▸ HOW TO COMPLETE THIS TASK
Set down all of the data that follows word for word, without the images.

━━━

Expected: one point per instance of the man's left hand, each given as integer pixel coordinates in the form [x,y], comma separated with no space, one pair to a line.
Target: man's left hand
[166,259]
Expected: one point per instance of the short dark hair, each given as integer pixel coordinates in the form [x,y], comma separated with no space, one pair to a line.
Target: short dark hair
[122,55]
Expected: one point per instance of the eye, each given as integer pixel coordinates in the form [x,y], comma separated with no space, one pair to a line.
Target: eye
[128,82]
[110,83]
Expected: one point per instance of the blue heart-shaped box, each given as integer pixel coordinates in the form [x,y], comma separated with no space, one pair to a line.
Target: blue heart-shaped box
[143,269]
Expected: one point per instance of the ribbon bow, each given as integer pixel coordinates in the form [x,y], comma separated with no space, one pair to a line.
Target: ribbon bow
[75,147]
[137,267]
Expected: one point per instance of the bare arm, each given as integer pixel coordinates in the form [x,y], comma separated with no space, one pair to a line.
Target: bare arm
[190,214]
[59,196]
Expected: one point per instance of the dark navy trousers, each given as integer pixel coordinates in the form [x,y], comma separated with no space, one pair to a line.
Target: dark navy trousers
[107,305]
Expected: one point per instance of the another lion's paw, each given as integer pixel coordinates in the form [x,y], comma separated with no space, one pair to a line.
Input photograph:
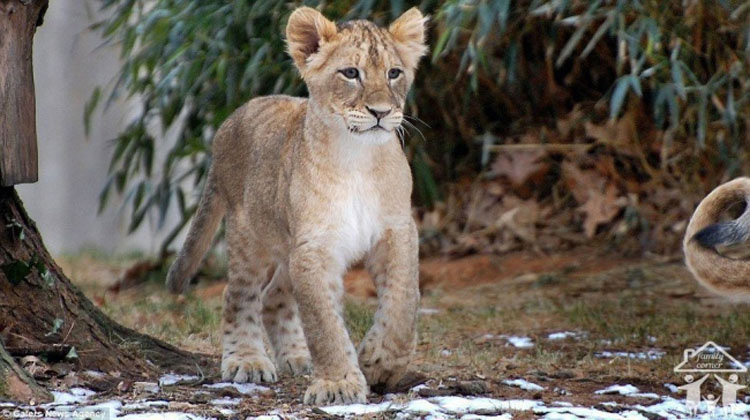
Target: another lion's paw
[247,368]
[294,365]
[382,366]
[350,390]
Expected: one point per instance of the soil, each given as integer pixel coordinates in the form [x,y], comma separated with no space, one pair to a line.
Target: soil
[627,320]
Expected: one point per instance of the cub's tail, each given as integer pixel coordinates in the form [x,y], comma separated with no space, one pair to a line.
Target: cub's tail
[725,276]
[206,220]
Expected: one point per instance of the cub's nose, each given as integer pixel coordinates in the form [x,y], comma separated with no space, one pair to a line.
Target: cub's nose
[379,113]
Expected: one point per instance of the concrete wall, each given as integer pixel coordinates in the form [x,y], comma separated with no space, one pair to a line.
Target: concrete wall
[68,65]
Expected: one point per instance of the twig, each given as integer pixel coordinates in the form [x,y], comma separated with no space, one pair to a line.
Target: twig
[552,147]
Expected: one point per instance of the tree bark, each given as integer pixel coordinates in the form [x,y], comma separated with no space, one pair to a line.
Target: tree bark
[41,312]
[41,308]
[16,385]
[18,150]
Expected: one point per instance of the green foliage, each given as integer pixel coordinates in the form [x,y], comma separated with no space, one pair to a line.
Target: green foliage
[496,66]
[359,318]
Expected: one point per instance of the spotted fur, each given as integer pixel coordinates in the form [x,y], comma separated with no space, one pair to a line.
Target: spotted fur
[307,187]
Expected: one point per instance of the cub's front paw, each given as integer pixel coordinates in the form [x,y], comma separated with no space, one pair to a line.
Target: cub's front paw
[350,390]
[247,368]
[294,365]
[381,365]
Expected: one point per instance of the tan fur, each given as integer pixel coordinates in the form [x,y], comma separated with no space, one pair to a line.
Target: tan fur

━━━

▸ EXERCISE OUTPUT
Expected: one point per instance of the man's left hand, each given as integer pixel coordinates in the form [x,y], comma separated with no space, one pair to a line.
Target: man's left hand
[166,259]
Expected: one point per instance of the short dark hair, each given as integer pixel coordinates in the form [x,y], comma separated with no space, one pair to a line.
Target: short dark hair
[122,55]
Expected: one point per instance of the eye, each given as integer pixel coordinates in the form [x,y], comma separated with no space, one pair to a line.
Target: eye
[128,82]
[110,83]
Expected: one point per instance of the blue heart-shaped box, each given as integer pixel coordinates in the form [x,y], comma separated with no space, one pair to a line.
Target: blue heart-shaped box
[143,269]
Expected: one point per instance of the ribbon bow, each given as integer pixel coordinates in the form [x,y], comma separated with no space, one pair to a line.
Target: ribbon bow
[75,147]
[137,267]
Expected: one point per instance of the bare arm, each given as integer pixel coordinates in the form [x,y], comma separated with no space, one pair to a line.
Target: bare arm
[190,214]
[59,196]
Expected: one point per instance of the dark navy trousers, each given as integer pixel coordinates in the form [x,y], comma separated with no space, one pair to a line.
Target: dark navy trousers
[107,305]
Expected: one point per instance of the another lion's paw, each given as integer pixel coordinates in the form [x,y], comma separated with no space, one pair to a line.
Input photograph:
Target: another lion's paw
[247,368]
[294,365]
[382,366]
[350,390]
Expected: one point per instance of the soil, each given as integer pixel coordinates in the form [x,y], comma separated with no space, one pair to a line.
Target: soil
[627,320]
Expected: one point per instance of the cub's tail, each given as integer pixel coordinates in the form [x,y], comma separated with no space, one pair to a line.
Target: cub's tail
[725,276]
[206,220]
Expected: one point per instance of the cub's nose, each given as integer pixel coordinates in the form [x,y], comma separated with no space, one pair to a line.
Target: cub's nose
[379,113]
Expected: one point per instance of the concrete wall, each given as integer pixel coordinates in the form [x,y], comma separated with no space, one pair to a line.
Target: concrete wall
[68,65]
Expected: one point per instance of the twig, each given as integer pixel coordinates in the form [x,y], comma separated with no space, one pair to a line.
Target: twig
[552,147]
Expected: one point per instance of the tree bark, each given as integer pixel coordinates in the form [x,y], comma separated with no space, one pair to a line.
Target: tree bark
[41,312]
[41,308]
[16,385]
[18,150]
Expected: one point per instance of the green foliage, each given as integer pixel coordinates in the form [x,y], comma separated with no space, one pair to a line.
Target: green foliage
[496,66]
[359,318]
Expected: one point per instance of the spotted fur, each given as integer pixel coordinates in the form [x,y], comma separated with no space, one pair to a line.
Target: spotted fur
[307,187]
Expected: one point per instance of the cub's front paw, each given as integer pixel coordinates in the form [x,y], comma separated with no space, one pair to a line.
Target: cub's front paw
[350,390]
[247,368]
[294,365]
[381,365]
Expected: one point per instance of the tan fur, each given as integer pixel coordinates in the form [x,y], comma separated with no space, one pair to a line.
Target: tan fur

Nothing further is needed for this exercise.